TASK DETAILS — Repeat every record below exactly, omitting any pictures.

====

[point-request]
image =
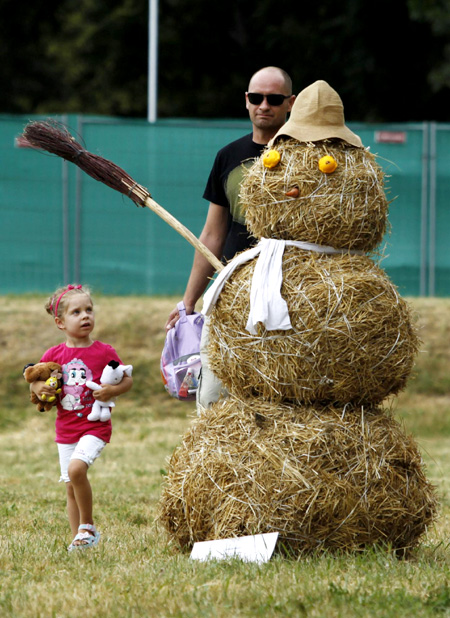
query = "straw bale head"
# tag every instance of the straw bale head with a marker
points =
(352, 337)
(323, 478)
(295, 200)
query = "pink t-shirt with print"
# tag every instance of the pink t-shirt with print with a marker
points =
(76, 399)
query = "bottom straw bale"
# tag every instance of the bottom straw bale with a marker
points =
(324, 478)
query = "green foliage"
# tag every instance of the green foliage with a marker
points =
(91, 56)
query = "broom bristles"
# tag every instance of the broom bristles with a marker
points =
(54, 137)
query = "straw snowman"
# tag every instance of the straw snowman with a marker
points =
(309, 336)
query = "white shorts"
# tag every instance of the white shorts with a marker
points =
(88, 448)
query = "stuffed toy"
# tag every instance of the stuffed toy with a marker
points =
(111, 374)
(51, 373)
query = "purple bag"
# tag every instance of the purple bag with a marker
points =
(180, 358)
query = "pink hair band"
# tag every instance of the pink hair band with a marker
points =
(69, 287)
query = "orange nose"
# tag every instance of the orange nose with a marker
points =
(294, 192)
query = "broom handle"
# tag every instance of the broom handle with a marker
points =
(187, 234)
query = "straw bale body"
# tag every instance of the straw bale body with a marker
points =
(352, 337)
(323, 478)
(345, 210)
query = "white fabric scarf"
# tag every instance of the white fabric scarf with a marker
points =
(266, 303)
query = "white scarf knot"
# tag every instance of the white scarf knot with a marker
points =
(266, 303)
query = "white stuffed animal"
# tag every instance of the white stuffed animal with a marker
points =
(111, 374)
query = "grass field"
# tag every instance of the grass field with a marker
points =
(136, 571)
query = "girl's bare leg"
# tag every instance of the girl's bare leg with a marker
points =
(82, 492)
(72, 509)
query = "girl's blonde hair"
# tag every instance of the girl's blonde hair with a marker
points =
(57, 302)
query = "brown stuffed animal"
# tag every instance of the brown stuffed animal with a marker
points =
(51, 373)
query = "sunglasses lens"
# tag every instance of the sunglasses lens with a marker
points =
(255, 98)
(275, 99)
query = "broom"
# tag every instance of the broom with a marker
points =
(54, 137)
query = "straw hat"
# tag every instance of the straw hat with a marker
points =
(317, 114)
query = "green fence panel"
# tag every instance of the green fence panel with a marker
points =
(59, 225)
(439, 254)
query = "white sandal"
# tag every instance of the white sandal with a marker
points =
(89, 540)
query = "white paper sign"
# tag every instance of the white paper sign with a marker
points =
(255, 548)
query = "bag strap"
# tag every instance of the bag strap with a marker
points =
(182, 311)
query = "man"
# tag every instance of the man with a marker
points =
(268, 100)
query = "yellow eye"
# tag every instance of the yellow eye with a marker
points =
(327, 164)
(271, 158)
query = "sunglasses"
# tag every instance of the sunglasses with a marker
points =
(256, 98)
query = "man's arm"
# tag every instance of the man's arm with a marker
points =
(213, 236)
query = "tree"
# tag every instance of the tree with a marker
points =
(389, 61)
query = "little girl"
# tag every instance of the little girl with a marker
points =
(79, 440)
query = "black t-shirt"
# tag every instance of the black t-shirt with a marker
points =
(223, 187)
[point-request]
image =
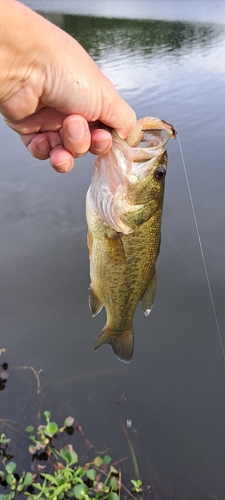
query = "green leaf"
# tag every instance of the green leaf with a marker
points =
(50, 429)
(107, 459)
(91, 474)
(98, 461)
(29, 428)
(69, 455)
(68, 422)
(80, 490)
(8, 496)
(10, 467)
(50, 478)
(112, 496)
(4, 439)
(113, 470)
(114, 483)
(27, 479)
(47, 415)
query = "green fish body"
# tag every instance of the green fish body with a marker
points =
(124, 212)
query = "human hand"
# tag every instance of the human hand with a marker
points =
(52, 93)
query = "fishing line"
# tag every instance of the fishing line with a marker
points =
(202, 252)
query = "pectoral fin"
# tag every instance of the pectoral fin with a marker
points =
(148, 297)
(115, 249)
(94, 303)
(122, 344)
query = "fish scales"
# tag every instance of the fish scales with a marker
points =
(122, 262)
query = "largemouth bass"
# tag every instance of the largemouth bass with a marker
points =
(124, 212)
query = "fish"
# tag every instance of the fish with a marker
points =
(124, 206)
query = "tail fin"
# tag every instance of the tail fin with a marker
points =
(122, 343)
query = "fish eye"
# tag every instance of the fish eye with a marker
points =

====

TASK OUTPUT —
[point-request]
image =
query = "straw bale head"
# tag every instance of the straw bale head with a marker
points =
(352, 337)
(323, 478)
(295, 200)
query = "pink t-shirt with print"
# tag every instance of the pink t-shirt with print with a marker
points =
(76, 399)
query = "bottom straw bale"
# tag every instance of the bottom straw bale with a marker
points =
(324, 478)
query = "green foliage"
# tag every instance of the green foliage with a marker
points =
(91, 56)
query = "broom bristles"
# tag every instance of the broom bristles with a marker
points =
(54, 137)
query = "straw snowman"
# tag every instance of the straw snowman with a marker
points =
(309, 336)
query = "white shorts"
# tag every instance of the white shorts with a marker
points =
(88, 448)
query = "stuffed toy"
# tag every instance of the stuffed toy with a marker
points =
(111, 374)
(51, 373)
query = "purple bag"
# tag every instance of the purple bag with a marker
points =
(180, 358)
query = "pink hair band"
# tag every instance of the pink hair band with a marker
points =
(69, 287)
query = "orange nose"
# tag every instance of the orange nose with a marker
points =
(294, 192)
query = "broom handle"
# tag every instance of the broom handle with a marker
points =
(187, 234)
query = "straw bale body"
# tag every instance of the straw bale body with a marker
points =
(352, 337)
(323, 478)
(345, 210)
query = "white fabric scarf"
# tag every instance of the white fabric scarf with a marker
points =
(266, 303)
query = "white scarf knot"
# tag every instance of the white scarf knot with a marker
points =
(266, 303)
query = "white stuffed animal"
# tag every instance of the white stuffed animal with a marker
points =
(111, 374)
query = "grass field"
# tag every instance of the grass field with a marker
points =
(136, 571)
query = "girl's bare leg"
# tag every instance of the girl's bare leg with a marker
points =
(82, 492)
(72, 509)
query = "girl's blonde hair"
# tag every instance of the girl's blonde hair with a marker
points =
(57, 302)
query = "brown stuffed animal"
# tag every instance of the brown stuffed animal with a marker
points =
(51, 373)
query = "sunglasses lens"
# tag every instance of the sunglasses lens with a marker
points =
(255, 98)
(275, 99)
query = "broom"
# tag every instance of the broom with a marker
points =
(54, 137)
query = "straw hat"
# tag every instance of the straw hat with a marker
points =
(317, 114)
query = "green fence panel"
# tag every instance of the green fence panel with a marker
points =
(59, 225)
(439, 254)
query = "white sandal"
# tag every instance of the white sandal with a marker
points =
(89, 540)
query = "white paper sign"
# tag every instance of the white paper sign with a marker
points =
(255, 548)
query = "bag strap"
# tag every instance of the bag strap with a marker
points =
(182, 311)
query = "man"
# tag every instance of the man with a marker
points =
(268, 100)
query = "yellow eye"
# tag every instance of the yellow eye with a marker
points =
(327, 164)
(271, 158)
query = "sunglasses"
# tag every instance of the sunglasses with a marker
points =
(256, 98)
query = "man's arm"
# tag every instance of the man's arm with a marker
points =
(213, 236)
query = "tree"
# tag every instance of the tree with a marker
points =
(389, 61)
query = "little girl"
# tag every instance of the little girl with a marker
points =
(79, 440)
query = "black t-shirt"
# tag every instance of the black t-shirt with a marker
points =
(223, 187)
[point-request]
image =
query = "green leaf"
# tag every instance of the green leaf with a marker
points =
(50, 429)
(107, 459)
(91, 474)
(98, 461)
(29, 428)
(69, 455)
(68, 422)
(80, 490)
(8, 496)
(10, 467)
(50, 478)
(112, 496)
(4, 439)
(113, 470)
(114, 483)
(27, 479)
(47, 415)
query = "green fish body"
# tag every instance of the green fish body with a marker
points =
(124, 212)
query = "human hand"
# tag every instance of the human hand with a marker
points =
(52, 93)
query = "fishing line"
# tag every instance of the fishing line with a marker
points =
(202, 252)
query = "pectoral fin"
# tag every instance of the pectoral fin with a marker
points =
(148, 297)
(115, 249)
(94, 303)
(122, 344)
query = "fish scales"
# tag every instance of the fish scales with a marker
points =
(122, 262)
query = "largemouth bass"
# tag every instance of the largemouth bass with a marker
points =
(124, 212)
query = "fish"
# tag every instance of the fish with a marker
points =
(124, 206)
query = "tail fin"
# tag every instance of the tail fin with a marker
points =
(122, 343)
query = "fish eye"
# tag every instance of the fish eye with a marker
points =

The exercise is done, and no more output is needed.